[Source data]
+ + + + + + +

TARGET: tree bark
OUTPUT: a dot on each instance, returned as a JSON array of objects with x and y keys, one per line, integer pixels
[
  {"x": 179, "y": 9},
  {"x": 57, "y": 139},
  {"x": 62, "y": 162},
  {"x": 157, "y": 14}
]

+ + + + + + +

Exercise description:
From the first line to the last, copy the records without alteration.

Response below:
TARGET: tree bark
OUTPUT: a dot on each instance, returned as a JSON array of objects with x and y keys, one per line, integer pixels
[
  {"x": 179, "y": 9},
  {"x": 57, "y": 139},
  {"x": 62, "y": 162},
  {"x": 157, "y": 14}
]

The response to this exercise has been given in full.